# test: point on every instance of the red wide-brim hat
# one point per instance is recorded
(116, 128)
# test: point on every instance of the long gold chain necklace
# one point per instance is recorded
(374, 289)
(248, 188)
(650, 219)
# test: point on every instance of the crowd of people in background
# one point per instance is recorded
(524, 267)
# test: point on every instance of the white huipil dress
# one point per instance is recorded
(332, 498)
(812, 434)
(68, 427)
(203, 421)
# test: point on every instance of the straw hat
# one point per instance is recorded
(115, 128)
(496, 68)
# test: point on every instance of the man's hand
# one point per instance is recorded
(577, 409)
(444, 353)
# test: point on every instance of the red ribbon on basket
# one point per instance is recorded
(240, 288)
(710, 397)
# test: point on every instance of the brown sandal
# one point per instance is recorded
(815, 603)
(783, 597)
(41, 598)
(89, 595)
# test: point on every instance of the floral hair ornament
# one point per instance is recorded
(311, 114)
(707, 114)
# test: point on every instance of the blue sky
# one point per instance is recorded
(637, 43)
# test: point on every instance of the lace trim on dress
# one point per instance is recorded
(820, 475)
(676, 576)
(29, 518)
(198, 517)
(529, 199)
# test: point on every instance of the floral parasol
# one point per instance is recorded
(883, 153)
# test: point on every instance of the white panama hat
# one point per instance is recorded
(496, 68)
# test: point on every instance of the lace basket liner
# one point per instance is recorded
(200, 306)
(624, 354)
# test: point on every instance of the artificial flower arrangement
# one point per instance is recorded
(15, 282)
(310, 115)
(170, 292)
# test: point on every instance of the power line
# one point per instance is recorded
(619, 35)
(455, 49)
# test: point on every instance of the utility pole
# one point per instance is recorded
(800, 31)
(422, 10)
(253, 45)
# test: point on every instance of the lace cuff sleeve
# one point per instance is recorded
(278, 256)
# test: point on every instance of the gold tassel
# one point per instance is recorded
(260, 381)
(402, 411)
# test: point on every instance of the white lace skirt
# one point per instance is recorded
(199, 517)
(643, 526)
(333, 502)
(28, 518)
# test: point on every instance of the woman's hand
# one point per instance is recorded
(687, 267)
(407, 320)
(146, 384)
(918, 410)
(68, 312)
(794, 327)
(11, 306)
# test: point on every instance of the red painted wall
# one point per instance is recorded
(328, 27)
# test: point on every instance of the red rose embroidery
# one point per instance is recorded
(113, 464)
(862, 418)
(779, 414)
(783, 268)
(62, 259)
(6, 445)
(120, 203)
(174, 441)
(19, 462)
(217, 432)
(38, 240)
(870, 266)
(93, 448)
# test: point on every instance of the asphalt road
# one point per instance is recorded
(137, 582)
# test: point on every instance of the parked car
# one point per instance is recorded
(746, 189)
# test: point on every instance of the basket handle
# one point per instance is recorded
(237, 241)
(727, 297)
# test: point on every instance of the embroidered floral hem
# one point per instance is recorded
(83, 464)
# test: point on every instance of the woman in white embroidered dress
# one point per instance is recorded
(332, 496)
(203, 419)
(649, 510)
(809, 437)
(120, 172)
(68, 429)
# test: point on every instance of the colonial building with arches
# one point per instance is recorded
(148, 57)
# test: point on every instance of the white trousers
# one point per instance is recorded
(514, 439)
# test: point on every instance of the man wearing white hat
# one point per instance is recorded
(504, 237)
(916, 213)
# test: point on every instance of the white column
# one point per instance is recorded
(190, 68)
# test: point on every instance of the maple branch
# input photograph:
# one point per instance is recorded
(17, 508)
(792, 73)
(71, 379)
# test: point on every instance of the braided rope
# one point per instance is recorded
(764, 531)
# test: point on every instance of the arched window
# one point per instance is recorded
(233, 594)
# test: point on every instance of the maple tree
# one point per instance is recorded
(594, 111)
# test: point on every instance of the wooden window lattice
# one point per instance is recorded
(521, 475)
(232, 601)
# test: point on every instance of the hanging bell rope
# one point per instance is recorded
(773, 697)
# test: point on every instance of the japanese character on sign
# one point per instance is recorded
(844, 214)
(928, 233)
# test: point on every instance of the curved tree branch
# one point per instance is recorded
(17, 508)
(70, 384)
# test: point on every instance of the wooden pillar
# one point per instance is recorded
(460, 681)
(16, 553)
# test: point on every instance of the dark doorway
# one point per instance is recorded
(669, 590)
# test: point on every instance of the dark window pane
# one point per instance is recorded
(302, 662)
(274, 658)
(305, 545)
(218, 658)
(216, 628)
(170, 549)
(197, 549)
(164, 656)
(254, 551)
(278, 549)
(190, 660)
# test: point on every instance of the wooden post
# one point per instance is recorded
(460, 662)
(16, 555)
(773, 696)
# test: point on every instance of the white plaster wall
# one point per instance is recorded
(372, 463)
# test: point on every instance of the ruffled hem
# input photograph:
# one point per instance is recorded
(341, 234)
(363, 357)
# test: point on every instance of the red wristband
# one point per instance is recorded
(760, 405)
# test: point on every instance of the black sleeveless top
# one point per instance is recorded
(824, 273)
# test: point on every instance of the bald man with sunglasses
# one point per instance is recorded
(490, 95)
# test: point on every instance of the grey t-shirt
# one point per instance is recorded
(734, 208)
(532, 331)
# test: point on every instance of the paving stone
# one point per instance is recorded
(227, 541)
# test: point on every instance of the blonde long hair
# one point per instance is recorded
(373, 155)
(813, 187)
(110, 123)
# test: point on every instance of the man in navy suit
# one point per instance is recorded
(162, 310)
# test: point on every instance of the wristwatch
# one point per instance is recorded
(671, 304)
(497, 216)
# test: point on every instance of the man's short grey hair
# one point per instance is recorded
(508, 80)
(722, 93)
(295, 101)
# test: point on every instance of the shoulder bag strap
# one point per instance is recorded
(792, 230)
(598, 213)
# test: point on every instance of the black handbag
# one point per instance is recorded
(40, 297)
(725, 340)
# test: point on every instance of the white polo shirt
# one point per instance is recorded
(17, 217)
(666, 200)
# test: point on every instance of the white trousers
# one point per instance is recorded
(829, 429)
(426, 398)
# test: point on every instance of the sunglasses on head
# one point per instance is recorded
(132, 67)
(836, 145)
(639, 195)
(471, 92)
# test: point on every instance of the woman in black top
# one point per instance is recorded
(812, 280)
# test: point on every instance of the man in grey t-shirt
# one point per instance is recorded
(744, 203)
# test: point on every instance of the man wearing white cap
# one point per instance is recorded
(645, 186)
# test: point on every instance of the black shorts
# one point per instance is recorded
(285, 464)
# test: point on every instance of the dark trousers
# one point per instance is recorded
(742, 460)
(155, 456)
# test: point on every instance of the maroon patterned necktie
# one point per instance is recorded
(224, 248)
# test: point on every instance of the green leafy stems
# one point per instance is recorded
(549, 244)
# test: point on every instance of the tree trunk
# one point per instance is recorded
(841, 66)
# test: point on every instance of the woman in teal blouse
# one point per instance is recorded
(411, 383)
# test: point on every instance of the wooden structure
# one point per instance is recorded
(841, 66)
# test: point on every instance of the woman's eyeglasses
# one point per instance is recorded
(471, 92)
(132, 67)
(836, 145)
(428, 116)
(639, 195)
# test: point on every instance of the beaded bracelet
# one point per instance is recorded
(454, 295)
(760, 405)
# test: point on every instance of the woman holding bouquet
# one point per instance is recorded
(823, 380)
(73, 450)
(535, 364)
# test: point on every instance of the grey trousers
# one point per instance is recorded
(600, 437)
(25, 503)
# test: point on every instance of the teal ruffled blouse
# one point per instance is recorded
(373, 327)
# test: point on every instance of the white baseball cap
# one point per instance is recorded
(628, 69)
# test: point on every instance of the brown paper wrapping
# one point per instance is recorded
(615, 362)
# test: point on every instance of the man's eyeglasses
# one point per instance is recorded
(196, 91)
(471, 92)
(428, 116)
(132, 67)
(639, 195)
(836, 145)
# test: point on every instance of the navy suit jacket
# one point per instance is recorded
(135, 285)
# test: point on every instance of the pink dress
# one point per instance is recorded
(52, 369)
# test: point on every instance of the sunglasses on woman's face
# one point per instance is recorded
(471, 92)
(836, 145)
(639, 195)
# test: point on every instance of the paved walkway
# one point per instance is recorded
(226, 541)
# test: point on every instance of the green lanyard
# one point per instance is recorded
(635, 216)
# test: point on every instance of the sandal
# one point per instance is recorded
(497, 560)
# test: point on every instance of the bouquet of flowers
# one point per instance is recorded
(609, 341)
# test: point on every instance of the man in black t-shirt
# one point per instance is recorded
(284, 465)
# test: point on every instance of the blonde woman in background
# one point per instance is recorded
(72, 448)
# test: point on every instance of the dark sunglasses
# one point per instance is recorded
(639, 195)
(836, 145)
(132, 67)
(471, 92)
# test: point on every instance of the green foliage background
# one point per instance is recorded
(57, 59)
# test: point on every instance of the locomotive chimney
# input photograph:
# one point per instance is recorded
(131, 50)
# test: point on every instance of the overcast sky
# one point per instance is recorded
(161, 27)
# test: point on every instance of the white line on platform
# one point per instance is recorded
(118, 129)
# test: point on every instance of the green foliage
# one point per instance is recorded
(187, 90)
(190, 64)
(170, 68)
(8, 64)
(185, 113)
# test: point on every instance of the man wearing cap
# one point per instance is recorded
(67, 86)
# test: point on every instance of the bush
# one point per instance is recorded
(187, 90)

**What is needed**
Reproduce the lines of the entries above exactly, but only from the line containing "# test: point on every instance of the white baseball" through the final line.

**Response to the task**
# test: point on every instance of the white baseball cap
# one point per instance is recorded
(628, 69)
# test: point on every instance of the brown paper wrapping
# one point per instance is recorded
(615, 362)
# test: point on every instance of the man's eyeglasses
# one point per instance is recorded
(196, 91)
(471, 92)
(428, 116)
(132, 67)
(639, 195)
(836, 145)
# test: point on every instance of the navy suit jacket
# one point per instance is recorded
(135, 285)
# test: point on every instance of the pink dress
# one point per instance is recorded
(52, 369)
# test: point on every instance of the sunglasses on woman's face
# one point per instance is recorded
(471, 92)
(836, 145)
(639, 195)
# test: point on every instance of the paved walkway
# one point per instance is recorded
(226, 541)
# test: point on every instance of the green lanyard
# one point per instance is recorded
(635, 216)
# test: point on every instance of the sandal
# one point per instance is recorded
(497, 560)
# test: point on every instance of the bouquet of flowers
# one point per instance is recorded
(609, 341)
# test: point on every instance of the man in black t-shirt
# one point per instance is recorded
(284, 465)
# test: point on every instance of the blonde woman in background
# one point per instance is recorded
(72, 448)
# test: point on every instance of the dark sunglasses
# one point per instance is recorded
(639, 195)
(836, 145)
(132, 67)
(471, 92)
# test: point on every instance of the green foliage background
# one point per instance is recorded
(57, 59)
# test: point on every instance of the locomotive chimney
# input photograph:
# one point per instance is recorded
(131, 50)
# test: point on every instance of the overcast sky
# one point per instance is recorded
(161, 27)
# test: point on every instance of the white line on platform
# one point per instance is recorded
(118, 129)
# test: point on every instance of the green foliage
# one point per instance is recorded
(187, 90)
(190, 64)
(170, 68)
(8, 64)
(185, 113)
# test: point on every instance of the man wearing cap
# one point per instance is recorded
(67, 86)
# test: point on every instance of the bush
# one point per instance is recorded
(187, 90)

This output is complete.